__To be done__
From the items below, pick out and copy each line that contains the string "slope". Matching is case-sensitive.

= = =

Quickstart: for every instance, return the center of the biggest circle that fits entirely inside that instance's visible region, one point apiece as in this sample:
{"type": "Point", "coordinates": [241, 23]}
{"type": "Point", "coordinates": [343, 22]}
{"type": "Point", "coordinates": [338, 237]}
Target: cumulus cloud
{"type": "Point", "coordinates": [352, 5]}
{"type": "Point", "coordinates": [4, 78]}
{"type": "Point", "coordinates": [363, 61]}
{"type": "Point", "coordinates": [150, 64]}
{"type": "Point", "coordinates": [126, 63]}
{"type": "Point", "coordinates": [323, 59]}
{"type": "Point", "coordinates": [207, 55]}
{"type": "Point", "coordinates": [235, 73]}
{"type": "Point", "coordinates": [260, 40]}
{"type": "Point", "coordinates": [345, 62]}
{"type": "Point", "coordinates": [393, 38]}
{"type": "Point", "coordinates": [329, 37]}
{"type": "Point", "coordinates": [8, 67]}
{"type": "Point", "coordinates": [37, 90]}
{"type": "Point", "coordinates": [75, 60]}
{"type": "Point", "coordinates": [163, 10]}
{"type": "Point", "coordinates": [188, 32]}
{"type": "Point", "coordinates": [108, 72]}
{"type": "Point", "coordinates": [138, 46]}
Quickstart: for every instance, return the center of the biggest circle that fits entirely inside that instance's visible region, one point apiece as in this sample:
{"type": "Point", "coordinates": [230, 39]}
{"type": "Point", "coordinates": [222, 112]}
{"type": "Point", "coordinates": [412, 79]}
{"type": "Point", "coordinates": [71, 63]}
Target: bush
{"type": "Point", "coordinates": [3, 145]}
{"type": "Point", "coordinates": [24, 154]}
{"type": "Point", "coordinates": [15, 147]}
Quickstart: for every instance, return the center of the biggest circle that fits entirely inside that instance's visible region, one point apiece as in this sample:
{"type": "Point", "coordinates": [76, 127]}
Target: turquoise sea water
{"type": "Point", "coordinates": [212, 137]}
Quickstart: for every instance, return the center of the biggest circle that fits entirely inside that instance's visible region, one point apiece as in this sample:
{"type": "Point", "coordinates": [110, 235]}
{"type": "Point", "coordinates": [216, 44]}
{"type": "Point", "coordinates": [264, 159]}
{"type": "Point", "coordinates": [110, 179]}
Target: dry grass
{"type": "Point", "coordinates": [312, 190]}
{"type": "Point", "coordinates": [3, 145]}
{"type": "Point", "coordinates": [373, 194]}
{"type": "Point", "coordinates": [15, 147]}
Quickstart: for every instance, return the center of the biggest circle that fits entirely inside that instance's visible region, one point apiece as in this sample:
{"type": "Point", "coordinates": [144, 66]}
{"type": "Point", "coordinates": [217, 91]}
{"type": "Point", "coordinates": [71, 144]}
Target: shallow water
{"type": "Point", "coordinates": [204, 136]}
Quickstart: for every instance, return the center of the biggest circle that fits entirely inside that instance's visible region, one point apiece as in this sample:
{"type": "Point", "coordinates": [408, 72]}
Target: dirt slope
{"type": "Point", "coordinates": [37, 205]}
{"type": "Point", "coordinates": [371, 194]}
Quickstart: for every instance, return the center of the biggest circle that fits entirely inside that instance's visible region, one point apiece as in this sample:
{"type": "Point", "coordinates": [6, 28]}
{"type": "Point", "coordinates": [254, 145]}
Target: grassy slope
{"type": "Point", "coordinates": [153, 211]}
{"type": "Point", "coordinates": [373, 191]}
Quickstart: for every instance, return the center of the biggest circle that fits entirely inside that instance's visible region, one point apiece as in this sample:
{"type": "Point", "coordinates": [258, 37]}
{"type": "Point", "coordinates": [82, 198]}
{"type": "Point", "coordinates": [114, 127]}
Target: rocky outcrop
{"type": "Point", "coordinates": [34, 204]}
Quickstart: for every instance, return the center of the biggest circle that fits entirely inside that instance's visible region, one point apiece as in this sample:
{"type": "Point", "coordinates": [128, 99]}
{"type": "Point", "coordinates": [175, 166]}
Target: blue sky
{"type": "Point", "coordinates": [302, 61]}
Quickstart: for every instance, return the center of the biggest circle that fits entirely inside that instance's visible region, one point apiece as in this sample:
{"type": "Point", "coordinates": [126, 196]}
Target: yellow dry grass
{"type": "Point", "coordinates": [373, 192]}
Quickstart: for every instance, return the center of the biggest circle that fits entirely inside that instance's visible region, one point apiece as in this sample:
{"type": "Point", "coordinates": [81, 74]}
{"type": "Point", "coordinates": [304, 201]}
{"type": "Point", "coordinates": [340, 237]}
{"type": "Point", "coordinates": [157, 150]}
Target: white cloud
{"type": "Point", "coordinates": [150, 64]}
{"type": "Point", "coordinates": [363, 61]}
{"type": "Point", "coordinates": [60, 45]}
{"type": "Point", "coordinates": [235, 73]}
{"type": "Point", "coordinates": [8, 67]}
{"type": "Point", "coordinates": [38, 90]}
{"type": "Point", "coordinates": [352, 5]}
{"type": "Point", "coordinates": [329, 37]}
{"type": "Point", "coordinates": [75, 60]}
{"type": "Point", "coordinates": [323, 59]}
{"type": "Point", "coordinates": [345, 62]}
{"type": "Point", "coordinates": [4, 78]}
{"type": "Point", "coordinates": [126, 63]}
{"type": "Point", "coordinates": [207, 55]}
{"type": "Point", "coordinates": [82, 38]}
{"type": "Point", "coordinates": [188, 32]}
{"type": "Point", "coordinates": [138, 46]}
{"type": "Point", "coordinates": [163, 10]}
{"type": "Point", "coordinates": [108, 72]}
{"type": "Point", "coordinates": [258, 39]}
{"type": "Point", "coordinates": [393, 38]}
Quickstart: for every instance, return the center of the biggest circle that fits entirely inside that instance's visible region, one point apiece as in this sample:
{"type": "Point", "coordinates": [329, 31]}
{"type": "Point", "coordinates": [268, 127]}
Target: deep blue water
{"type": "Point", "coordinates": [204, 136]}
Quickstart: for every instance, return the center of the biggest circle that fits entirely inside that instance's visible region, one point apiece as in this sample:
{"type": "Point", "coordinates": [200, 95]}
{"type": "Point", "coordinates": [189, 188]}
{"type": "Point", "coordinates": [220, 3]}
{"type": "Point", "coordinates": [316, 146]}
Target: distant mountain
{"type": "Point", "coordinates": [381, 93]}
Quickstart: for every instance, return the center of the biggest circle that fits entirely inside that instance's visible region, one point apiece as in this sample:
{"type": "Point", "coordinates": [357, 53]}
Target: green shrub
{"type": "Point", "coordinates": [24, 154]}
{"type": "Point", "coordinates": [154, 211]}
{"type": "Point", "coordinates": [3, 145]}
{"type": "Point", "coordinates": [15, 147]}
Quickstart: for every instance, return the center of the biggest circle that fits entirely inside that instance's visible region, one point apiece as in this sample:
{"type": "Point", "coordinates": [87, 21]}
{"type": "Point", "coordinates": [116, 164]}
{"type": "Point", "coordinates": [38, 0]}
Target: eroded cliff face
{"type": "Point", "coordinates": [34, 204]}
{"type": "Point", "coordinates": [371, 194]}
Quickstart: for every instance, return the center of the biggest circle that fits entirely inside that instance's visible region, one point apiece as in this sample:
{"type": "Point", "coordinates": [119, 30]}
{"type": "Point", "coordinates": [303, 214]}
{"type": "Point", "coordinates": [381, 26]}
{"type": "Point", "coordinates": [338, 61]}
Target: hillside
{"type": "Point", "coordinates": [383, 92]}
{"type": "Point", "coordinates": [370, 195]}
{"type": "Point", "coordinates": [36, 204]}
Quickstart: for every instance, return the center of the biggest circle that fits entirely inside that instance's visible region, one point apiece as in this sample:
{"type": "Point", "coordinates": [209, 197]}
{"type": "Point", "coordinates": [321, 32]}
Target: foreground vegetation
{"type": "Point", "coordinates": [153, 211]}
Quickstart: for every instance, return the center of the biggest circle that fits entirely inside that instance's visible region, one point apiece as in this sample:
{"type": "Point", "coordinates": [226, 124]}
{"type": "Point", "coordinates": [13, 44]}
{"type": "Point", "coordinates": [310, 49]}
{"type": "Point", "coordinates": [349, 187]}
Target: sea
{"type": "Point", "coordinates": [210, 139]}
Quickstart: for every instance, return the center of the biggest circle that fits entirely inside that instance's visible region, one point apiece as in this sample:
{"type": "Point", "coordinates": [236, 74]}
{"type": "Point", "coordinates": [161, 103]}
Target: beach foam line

= = =

__Reply to the exercise__
Target: dirt slope
Target: grassy slope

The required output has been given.